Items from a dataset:
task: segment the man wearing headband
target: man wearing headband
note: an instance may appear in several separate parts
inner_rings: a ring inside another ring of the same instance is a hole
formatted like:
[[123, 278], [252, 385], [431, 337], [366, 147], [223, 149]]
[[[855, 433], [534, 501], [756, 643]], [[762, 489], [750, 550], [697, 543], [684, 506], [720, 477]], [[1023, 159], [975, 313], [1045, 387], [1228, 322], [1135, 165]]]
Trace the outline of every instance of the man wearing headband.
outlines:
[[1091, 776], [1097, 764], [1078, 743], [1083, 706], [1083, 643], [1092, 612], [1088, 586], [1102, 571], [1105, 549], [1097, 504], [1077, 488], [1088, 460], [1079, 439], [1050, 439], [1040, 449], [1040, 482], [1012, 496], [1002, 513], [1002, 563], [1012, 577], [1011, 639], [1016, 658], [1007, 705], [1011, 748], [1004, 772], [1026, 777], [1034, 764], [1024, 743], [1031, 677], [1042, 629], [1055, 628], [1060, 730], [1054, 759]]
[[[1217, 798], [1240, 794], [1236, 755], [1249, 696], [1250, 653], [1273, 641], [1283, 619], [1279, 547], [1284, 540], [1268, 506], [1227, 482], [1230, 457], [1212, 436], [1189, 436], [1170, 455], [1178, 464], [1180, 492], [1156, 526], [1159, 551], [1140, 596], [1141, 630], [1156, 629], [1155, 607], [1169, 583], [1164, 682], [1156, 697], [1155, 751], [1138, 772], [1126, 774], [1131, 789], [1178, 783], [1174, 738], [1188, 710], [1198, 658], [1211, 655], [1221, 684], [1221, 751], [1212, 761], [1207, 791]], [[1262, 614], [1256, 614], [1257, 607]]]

> [What you have to do]:
Exact copies of all the lines above are required.

> [Output below]:
task: segment the man wearing headband
target: man wearing headband
note: an instance may appear in several separate parts
inner_rings: a ring inside another ring of the same instance is a hole
formatted like:
[[123, 278], [252, 385], [431, 337], [366, 147], [223, 149]]
[[[855, 433], [534, 501], [756, 643]], [[762, 489], [750, 550], [697, 543], [684, 506], [720, 477]], [[1023, 159], [975, 313], [1045, 387], [1228, 322], [1135, 165]]]
Trace the outline of every instance of the man wearing headband.
outlines:
[[1091, 776], [1097, 764], [1078, 743], [1083, 706], [1083, 643], [1092, 612], [1088, 586], [1102, 571], [1105, 549], [1097, 504], [1077, 488], [1088, 460], [1079, 439], [1050, 439], [1040, 449], [1040, 482], [1012, 496], [1002, 513], [1002, 563], [1012, 577], [1011, 639], [1016, 658], [1007, 705], [1011, 748], [1004, 772], [1026, 777], [1034, 764], [1024, 743], [1031, 677], [1042, 629], [1055, 628], [1060, 730], [1054, 759]]
[[[1217, 798], [1240, 794], [1236, 755], [1249, 696], [1250, 653], [1273, 641], [1283, 619], [1279, 547], [1284, 540], [1268, 506], [1227, 482], [1230, 457], [1212, 436], [1189, 436], [1170, 455], [1178, 464], [1180, 492], [1156, 526], [1159, 551], [1140, 596], [1141, 630], [1156, 629], [1155, 607], [1169, 583], [1164, 682], [1156, 697], [1155, 751], [1138, 772], [1126, 774], [1131, 789], [1178, 783], [1174, 738], [1188, 710], [1198, 658], [1211, 655], [1221, 684], [1221, 751], [1212, 761], [1207, 791]], [[1262, 614], [1256, 614], [1257, 607]]]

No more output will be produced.